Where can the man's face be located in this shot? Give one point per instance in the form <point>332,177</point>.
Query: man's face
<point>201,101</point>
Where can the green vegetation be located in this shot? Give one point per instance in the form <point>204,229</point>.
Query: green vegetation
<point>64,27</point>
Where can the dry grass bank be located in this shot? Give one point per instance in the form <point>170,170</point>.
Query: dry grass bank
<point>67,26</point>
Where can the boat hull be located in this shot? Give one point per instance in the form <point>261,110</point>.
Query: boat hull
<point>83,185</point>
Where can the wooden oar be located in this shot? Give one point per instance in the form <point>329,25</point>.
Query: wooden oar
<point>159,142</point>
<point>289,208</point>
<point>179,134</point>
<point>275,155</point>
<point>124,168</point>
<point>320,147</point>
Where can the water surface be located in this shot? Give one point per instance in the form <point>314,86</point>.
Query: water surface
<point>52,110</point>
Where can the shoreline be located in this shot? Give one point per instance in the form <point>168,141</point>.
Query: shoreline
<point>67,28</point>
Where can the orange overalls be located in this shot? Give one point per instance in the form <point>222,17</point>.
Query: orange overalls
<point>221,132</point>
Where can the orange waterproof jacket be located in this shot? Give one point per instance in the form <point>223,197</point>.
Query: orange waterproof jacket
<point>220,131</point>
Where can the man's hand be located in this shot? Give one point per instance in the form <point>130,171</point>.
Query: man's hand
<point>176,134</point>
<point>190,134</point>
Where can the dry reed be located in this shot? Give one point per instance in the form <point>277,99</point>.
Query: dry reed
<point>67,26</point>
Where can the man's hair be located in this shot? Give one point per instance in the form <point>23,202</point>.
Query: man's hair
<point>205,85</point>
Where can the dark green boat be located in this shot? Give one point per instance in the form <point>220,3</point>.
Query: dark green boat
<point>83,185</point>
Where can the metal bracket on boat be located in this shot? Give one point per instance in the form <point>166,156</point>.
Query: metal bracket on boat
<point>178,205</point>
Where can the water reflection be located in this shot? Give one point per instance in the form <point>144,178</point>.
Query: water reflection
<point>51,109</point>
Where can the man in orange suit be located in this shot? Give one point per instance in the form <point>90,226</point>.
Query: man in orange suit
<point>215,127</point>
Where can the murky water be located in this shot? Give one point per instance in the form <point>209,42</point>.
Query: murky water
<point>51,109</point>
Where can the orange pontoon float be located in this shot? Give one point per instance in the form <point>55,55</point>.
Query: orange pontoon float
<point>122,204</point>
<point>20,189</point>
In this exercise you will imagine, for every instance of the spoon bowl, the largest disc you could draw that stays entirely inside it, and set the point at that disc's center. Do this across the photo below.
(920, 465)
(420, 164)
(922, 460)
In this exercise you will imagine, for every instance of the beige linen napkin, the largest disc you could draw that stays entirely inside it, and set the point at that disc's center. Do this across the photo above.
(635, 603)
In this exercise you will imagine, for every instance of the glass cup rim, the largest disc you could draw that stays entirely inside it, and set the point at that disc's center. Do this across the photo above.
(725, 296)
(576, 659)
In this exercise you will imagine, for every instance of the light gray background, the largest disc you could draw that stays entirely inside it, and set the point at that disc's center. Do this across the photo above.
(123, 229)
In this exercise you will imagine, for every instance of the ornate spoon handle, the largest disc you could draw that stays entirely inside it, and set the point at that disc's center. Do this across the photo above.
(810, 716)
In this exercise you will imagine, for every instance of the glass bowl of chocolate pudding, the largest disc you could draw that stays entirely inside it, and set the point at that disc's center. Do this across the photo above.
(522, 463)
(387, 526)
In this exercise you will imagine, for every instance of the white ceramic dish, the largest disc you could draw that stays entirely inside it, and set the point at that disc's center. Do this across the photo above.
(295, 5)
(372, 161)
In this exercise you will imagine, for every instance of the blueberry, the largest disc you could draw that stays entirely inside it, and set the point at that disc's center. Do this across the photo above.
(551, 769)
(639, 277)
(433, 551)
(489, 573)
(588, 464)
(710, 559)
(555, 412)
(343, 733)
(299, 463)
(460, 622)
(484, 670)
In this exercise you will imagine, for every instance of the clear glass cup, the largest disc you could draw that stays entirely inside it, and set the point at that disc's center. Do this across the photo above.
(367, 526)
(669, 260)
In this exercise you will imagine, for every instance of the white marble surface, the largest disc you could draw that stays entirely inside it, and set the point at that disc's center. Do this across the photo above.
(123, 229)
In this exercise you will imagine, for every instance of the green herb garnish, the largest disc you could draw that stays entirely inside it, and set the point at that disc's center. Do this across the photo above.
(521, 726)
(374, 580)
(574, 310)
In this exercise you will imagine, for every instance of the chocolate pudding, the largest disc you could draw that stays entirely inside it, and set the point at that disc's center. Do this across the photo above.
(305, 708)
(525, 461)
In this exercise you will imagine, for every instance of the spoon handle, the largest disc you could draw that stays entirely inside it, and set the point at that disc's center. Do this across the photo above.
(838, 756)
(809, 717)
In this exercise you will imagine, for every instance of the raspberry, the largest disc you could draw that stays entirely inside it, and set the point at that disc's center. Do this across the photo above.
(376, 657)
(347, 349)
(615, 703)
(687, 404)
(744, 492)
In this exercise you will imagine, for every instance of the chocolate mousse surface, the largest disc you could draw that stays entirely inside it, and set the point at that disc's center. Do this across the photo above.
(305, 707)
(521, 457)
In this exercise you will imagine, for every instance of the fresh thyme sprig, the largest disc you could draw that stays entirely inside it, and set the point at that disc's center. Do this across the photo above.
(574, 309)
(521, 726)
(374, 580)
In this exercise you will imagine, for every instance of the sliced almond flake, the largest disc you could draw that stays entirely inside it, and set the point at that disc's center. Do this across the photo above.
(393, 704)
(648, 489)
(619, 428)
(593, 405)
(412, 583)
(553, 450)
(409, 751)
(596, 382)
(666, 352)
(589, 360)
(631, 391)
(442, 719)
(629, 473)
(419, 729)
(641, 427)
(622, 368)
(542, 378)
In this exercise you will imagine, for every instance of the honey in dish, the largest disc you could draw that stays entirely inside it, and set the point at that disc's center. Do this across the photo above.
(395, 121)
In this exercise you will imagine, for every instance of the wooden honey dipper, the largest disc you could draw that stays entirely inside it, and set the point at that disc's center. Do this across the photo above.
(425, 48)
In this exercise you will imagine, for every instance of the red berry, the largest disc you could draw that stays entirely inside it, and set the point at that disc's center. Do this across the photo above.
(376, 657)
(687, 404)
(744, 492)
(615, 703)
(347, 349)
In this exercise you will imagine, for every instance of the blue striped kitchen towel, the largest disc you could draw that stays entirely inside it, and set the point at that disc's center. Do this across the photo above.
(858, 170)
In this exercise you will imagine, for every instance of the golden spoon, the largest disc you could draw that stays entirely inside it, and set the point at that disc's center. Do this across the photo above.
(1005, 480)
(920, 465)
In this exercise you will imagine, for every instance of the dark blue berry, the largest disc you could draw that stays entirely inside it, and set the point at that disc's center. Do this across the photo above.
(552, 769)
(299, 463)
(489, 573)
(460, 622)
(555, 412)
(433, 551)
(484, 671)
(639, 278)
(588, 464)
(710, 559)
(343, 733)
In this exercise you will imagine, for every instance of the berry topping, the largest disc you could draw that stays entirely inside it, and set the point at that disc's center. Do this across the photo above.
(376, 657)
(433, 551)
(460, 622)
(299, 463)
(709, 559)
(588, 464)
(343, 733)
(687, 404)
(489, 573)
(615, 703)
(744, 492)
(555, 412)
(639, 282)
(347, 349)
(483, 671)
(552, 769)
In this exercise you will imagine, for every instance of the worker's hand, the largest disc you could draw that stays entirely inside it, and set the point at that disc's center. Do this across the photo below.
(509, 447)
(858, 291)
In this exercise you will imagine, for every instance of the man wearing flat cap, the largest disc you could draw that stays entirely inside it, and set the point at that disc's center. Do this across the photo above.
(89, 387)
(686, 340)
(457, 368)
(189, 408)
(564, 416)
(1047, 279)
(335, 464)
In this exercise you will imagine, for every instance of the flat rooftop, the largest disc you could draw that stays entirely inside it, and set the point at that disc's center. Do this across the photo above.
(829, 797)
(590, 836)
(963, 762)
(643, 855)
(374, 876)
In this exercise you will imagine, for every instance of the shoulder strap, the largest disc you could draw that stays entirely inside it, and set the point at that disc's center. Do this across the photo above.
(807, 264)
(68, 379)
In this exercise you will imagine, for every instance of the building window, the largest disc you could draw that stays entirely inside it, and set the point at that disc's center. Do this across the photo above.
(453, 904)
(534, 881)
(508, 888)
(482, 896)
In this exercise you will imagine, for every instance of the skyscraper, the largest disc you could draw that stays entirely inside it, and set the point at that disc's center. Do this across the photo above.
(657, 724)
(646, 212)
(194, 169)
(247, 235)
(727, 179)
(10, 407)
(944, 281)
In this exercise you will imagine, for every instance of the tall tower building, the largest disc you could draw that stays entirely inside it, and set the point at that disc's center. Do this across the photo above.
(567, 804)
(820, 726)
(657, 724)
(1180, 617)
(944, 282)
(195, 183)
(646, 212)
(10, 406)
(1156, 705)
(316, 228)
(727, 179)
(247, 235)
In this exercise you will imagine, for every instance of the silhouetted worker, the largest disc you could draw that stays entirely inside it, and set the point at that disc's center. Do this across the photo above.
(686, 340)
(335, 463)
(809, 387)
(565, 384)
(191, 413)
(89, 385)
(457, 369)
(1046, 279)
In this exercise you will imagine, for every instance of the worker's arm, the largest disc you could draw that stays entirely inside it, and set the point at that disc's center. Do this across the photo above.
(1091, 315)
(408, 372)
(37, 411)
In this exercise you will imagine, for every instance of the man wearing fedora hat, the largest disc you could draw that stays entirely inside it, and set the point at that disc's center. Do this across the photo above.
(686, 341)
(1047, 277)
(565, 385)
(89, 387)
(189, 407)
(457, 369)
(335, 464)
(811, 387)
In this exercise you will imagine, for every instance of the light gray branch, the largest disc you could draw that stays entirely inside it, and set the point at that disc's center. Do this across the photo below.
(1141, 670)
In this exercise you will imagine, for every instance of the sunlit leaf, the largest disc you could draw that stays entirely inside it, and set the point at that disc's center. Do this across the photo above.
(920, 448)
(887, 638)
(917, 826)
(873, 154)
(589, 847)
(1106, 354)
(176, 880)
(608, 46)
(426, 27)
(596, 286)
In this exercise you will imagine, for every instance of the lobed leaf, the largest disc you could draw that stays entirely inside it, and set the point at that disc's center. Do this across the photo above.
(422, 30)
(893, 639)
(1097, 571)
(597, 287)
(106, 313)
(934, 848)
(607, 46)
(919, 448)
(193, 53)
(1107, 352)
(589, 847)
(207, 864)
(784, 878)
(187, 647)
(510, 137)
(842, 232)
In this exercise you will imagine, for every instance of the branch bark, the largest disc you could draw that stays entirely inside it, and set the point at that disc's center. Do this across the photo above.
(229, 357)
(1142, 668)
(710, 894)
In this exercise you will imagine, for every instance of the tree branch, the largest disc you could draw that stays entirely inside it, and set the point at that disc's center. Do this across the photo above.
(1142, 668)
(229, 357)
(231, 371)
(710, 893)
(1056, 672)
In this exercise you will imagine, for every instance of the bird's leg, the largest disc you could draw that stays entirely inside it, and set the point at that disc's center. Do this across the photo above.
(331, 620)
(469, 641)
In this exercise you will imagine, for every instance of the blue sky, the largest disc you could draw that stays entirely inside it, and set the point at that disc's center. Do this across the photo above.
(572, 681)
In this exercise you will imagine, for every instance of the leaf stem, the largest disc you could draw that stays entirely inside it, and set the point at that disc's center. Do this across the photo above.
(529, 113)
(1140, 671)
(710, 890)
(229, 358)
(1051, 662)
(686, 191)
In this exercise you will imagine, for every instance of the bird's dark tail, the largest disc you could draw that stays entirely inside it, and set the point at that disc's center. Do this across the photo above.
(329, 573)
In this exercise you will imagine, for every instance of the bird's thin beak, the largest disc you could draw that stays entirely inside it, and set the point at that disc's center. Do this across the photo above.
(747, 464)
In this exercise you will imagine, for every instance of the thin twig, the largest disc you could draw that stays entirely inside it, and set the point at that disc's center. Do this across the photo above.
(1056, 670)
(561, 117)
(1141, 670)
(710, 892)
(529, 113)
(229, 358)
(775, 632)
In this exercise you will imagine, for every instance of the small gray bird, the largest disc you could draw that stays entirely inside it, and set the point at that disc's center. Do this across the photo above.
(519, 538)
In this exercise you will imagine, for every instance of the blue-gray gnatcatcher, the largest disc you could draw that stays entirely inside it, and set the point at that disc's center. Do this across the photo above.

Problem description
Starting at the first line of the material above and ending with the line that contains "<point>64,27</point>", lay out every line in that span, both ends included, as a JSON list of strings. Use one string per line and leave out blank lines.

Task solution
[
  "Where can the man's face be located in this shot? Give one point per instance in the form <point>332,177</point>.",
  "Query: man's face",
  "<point>201,101</point>",
  "Where can the green vegetation be located in this shot? Give one point per instance in the form <point>204,229</point>.",
  "Query: green vegetation",
  "<point>64,27</point>"
]